▶ _Work to complete_: Rewrite the records from the start through the line containing "[442, 0, 492, 110]", requests included, and shift every bounding-box coordinate in the answers by adding 88 to it.

Records excerpted from a collection
========
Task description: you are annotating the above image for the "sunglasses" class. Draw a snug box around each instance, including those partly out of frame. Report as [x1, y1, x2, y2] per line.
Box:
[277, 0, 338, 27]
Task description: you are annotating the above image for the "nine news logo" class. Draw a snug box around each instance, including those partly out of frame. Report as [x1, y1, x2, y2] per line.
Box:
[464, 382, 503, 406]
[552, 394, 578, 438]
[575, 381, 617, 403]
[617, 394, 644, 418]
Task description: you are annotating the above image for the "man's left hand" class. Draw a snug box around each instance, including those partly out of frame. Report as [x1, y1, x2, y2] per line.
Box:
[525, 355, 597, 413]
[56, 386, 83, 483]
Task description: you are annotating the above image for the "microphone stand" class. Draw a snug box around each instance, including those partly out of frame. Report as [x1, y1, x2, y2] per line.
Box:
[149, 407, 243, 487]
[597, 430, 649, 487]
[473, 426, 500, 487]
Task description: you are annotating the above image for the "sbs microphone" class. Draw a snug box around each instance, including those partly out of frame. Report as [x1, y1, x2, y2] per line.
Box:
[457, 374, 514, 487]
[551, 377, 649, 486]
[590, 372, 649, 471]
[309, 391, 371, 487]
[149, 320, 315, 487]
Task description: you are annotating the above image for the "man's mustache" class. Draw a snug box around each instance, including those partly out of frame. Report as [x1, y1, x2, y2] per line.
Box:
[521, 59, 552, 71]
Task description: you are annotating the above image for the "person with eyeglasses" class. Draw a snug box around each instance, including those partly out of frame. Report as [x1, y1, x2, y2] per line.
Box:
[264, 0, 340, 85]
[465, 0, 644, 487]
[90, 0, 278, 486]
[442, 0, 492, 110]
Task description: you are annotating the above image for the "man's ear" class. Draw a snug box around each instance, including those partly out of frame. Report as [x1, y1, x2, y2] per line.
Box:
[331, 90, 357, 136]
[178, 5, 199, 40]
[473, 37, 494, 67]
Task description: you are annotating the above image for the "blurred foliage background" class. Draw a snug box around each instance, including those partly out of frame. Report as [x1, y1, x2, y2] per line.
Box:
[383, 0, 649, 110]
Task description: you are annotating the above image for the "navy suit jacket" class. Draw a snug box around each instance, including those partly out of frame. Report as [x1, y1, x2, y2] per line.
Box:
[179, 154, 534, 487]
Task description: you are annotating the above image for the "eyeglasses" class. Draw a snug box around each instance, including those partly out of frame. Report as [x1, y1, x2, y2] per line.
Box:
========
▶ _Written answer_:
Task description: you are annotating the above image for the "sunglasses" class. Draw a snug box around each instance, including those partly out of frame. Report as [x1, y1, x2, y2] per line.
Box:
[365, 88, 426, 115]
Task description: you are annotating the above image for the "nine news logo" class. Draw a snug box around each instance, including those partly out of frame. Report as [x1, y1, x2, y2] per line.
Box:
[552, 470, 591, 494]
[640, 482, 666, 526]
[663, 469, 705, 491]
[705, 482, 732, 506]
Task description: you are annotating the above image for the "man's left hand" class. Draw a snug box around each instance, including those partly out of frame. Report as [x1, y1, x2, y2] per line.
Box:
[613, 443, 685, 501]
[144, 474, 171, 571]
Task description: you are annotating the above image for the "microphone stand" class. Draw a snug box around each instance, including those partly out of frame. Report as [x1, y1, x2, y2] per line.
Box:
[237, 495, 331, 575]
[685, 518, 737, 575]
[561, 514, 588, 575]
Task description: you are annotating the above image for the "sbs microphone" class. Draw a snug box around each instance, including those partly out of frame. Report as [x1, y1, x2, y2] per line.
Box:
[545, 462, 602, 575]
[639, 465, 737, 574]
[678, 460, 737, 559]
[397, 479, 459, 575]
[237, 408, 403, 575]
Task description: you are annotating the above image for the "man's mustache" class. Draw a snug box around each instance, including those partly out of frame. Report as [x1, y1, x2, y2] per line.
Box:
[609, 147, 640, 159]
Task description: you are annotating the above image for the "person with eyeglasses" class. Draw a snug box around each instance, including those partly out of frame. Report as [x1, y1, x2, y2] per line.
Box:
[352, 88, 428, 173]
[553, 88, 732, 575]
[178, 88, 366, 574]
[530, 88, 580, 198]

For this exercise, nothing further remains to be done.